Reproduce the linker post word for word, everything from "The linker generates" down to "backwards call.".

→ **Document text**:
= = = =
[Info-vax] Updated VMS Roadmap

Fri Jan 8 23:13:23 EST 2010

"Arne Vajhøj" <arne at vajhoej.dk> wrote in message 
news:4b47fb6f$0$282$14726298 at news.sunsite.dk...

>
> Let me reveal my I64 ignorance - what code is the linker
> generating?
>

The linker generates something called a PLT to help with a call into another 
image.

Some background,

- On OpenVMS I64, the GP register (aka R1) contains a pointer to all of the 
address constants/short data on a per-image basis.

- The 'br.call' instruction has a bundled-relative offset for a forward or 
backwards call.

So when the compiler sees a call to a routine outside the module, it doesn't 
know if the target routine will eventually be in the same image or if it 
might be in a sharable image, system service, etc.  The compiler is hopeful 
and generates a simple 'br.call' instruction with a relocation for the 
target routine for the offset.  If the target routine is in the same image, 
the linker can compute the actual relative bundle offset and update the 
'br.call' instruction.  If the target routine is not in the final image, the 
linker generates a 6 instruction sequence that fetches the 64-bit address of 
the target routine as well as establishing a new GP/R1 for the target 
routine.  The linker then sets the 'br.call' to jump to this 
linker-generated routine.  The image activator will then do a fixup on the 
function descriptor used by the linker-generated routine.  The function 
descriptor contains the code address as well as the GP address (it also 
contains some TIE information but that isn't important here).  The Calling 
Standard gives some overview of this process.
= = = =
→ **Given information**:

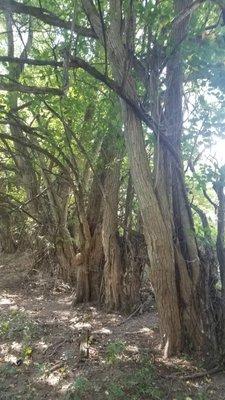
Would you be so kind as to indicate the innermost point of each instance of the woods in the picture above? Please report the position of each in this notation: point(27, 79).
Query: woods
= = = =
→ **Result of this exercise**:
The linker generates something called a PLT to help with a call into another 
image.

Some background,

- On OpenVMS I64, the GP register (aka R1) contains a pointer to all of the 
address constants/short data on a per-image basis.

- The 'br.call' instruction has a bundled-relative offset for a forward or 
backwards call.